> **Study text**

##############################

The only barrier to entry I can think of is that you probably want the full version of IDEA which costs money, though you can use all of its features for free by sticking to the EAP release if you're tight on money.
> I imagine most of the Java horror stories people recall come from the days where there were no good Java libraries and everyone was reinventing the wheel.
My memory of java is from about 2007 and I had a pretty negative memory of it. I recently joined a company that primarily does java development and it's amazing what 15 years of progress can do. It's night and day. Using IntelliJ instead of eclipse alone is a big jump.
The thing is, as a C#/.NET dev, those tools weren't that great 15 years ago, either. But I'd been keeping up with the progress in that ecosystem, using it day to day, so it's easy to forget.
> A competent Java programmer is not slower than a competent Python programmer. Time to market won't suffer.
A fast horse is not slower than a fast car.

##############################

> **Data for review**
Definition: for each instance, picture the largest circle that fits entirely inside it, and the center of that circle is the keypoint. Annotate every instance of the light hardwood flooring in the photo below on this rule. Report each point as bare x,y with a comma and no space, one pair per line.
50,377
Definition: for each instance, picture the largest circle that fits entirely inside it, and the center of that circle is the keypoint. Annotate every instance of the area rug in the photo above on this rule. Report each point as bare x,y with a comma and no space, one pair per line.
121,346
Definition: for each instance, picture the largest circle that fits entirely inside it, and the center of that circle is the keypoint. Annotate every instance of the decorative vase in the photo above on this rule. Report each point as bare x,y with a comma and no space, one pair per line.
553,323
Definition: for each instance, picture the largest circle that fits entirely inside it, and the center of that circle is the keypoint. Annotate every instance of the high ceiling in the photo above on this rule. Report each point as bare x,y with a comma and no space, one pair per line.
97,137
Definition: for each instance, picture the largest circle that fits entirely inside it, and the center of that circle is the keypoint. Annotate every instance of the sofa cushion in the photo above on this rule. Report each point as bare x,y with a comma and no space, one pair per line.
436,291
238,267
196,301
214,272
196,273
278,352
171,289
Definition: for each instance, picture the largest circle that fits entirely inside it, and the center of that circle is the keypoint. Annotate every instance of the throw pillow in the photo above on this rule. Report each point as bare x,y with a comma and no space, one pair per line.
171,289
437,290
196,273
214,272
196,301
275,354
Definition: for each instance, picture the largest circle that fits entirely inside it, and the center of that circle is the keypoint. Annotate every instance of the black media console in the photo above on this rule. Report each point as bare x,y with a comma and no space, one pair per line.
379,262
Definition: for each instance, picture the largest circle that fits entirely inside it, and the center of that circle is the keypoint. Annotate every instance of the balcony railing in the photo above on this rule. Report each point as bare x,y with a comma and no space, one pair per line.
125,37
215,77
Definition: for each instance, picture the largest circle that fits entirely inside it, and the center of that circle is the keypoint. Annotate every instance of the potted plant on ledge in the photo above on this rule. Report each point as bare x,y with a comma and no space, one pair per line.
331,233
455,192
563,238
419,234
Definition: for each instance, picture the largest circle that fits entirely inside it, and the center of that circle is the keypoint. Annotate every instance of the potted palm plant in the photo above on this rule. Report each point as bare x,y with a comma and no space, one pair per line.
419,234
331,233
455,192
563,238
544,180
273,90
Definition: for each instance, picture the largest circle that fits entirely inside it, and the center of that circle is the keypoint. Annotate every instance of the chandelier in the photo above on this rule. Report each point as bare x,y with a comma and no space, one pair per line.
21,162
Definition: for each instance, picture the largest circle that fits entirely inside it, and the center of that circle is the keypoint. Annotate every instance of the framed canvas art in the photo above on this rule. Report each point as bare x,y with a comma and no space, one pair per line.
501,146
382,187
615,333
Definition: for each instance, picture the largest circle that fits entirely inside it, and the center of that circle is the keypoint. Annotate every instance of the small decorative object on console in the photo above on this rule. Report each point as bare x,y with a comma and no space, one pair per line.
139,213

##############################

> **Problem set**
1. In the Java discussion, from roughly what year does one commenter's memory of Java come?
2. Continue the Java discussion from its final line.

> **Answers by item number**
1. About 2007.

2.
Languages and ecosystems shape how people think. For example, you will find that Java and Python programmers have very different values and principles. Given same options, they will make extremely different choices. Clearly this is going to have at least some effect on time to market.
I found Java to be a land of overengineering, verbosity, and anti-patterns. The infamous "Hammer Factories" [1] post screams Java to me.
In what way? Sure, gradle can build faster, but the amount of compilation time the frontend need that barely does anything is orders of magnitude more than any maven run.
Because nothing in Python is magic. There isn’t a single language feature in Python that somehow magically makes you more productive. All of the Python language features are also present in other languages.
And productivity to me is not how fast I can bang out a solution to a small problem. I can do that in many languages no problem. Productivity to me is being able to effectively maintain very large (million+ lines) code bases. Not having types is a productivity killer in that scenario. And Python being a slow languages (when not calling C libraries) makes it even worse.
But hey if you feel more productive using Python that’s great! More power to you.
People generally do interviews in Python if given the choice. Coding in Python being quicker is well known in the community.
For why Python is more productive:
Dictionaries (maps), sets, (generic) lists, tuples are first class citizens of the language with simple syntax.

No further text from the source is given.